Why Only 31% of CHROs Are Confident They Can Stop Hiring Fraud


While Chief Human Resources Officers (CHROs) agree hiring fraud requires attention, many doubt their organizations are equipped to stop it.
Checkr's 2026 CHRO Insights Report, surveying 2,500 HR leaders, reveals that identity fraud detection is now a top-five AI investment priority, yet only 31% of leaders feel extremely confident in preventing it.
Mistakenly, the ability to prevent fraud gets read as background check problem. It isn’t. Background checks are doing what they were built to do. The gap CHROs are sensing is somewhere else.
This gap highlights a critical issue: awareness has risen, but infrastructure has not. Fraud persists despite organizational recognition.
What the hiring funnel was actually built to verify
The modern hiring funnel was built to verify claimed history. Employment dates. Education credentials. Criminal record. License status.
Each of those checks asks: is what this person says about their past accurate?
Identity — whether the human in front of you is who they say they are — was an assumption baked underneath all of it. Of course the candidate is the candidate. The funnel was designed in a world where that assumption held.
That world is gone.
Why the assumption no longer holds
Synthetic identities pieced together from real and fabricated data points. Stolen Social Security numbers (SSNs) attached to entirely different humans. Deepfake interviews. AI-generated resumes mapped onto stolen credentials. The inputs the funnel relies on: name, SSN, employment history, education. These all can be assembled cleanly into a profile that does not correspond to the person submitting it.
In that world, background checks don’t fail. They execute correctly on a falsified foundation. The criminal record search returns no hits because the SSN belongs to someone with no record. The employment verification confirms the dates because the employment actually happened — to someone else. A well-built background check, asked to do its job, will give you a clean result on a synthetic candidate. Because what it was built to verify, it verified.
Identity is a distinct layer
Identity proofing answers a different question than background checks — actually, two questions.
Does this identity exist, with the claimed attributes?
And does the person submitting it match?

■ CHALLENGE A: Output every line of the photo object pointing entries as a Markdown table with the columns Row and Line, skipping blank lines. Leave the pictures out.
The article and the entries that follow come from unrelated sources.

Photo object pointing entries
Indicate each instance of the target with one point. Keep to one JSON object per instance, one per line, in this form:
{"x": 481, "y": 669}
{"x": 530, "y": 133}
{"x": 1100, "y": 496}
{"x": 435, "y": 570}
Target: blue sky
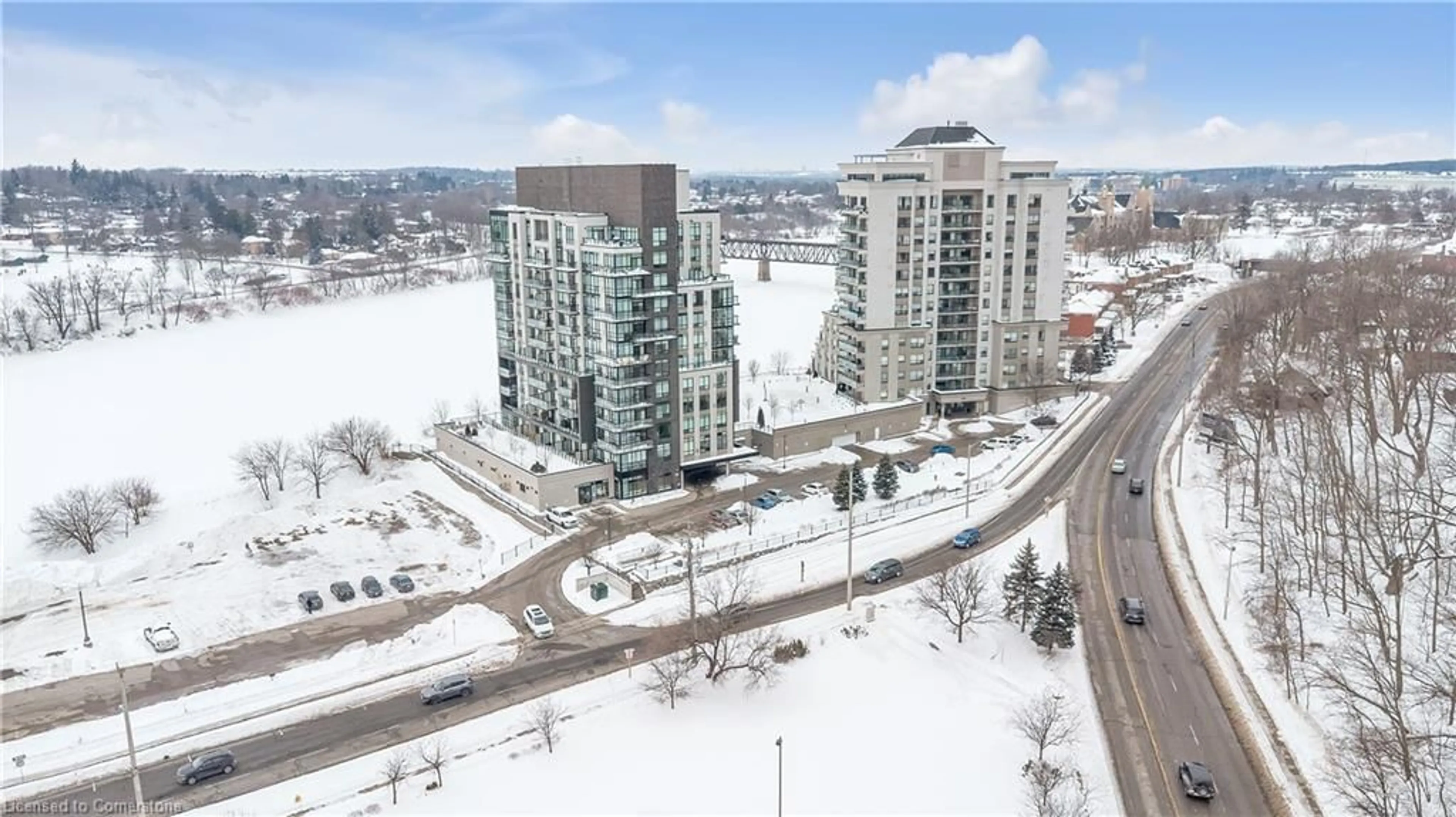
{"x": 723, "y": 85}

■ CHALLENGE B: Print the hiring fraud article word for word from "Mistakenly, the ability" to "is somewhere else.".

■ EXERCISE RESULT A:
| Row | Line |
|---|---|
| 1 | Indicate each instance of the target with one point. Keep to one JSON object per instance, one per line, in this form: |
| 2 | {"x": 481, "y": 669} |
| 3 | {"x": 530, "y": 133} |
| 4 | {"x": 1100, "y": 496} |
| 5 | {"x": 435, "y": 570} |
| 6 | Target: blue sky |
| 7 | {"x": 723, "y": 85} |

■ EXERCISE RESULT B:
Mistakenly, the ability to prevent fraud gets read as background check problem. It isn’t. Background checks are doing what they were built to do. The gap CHROs are sensing is somewhere else.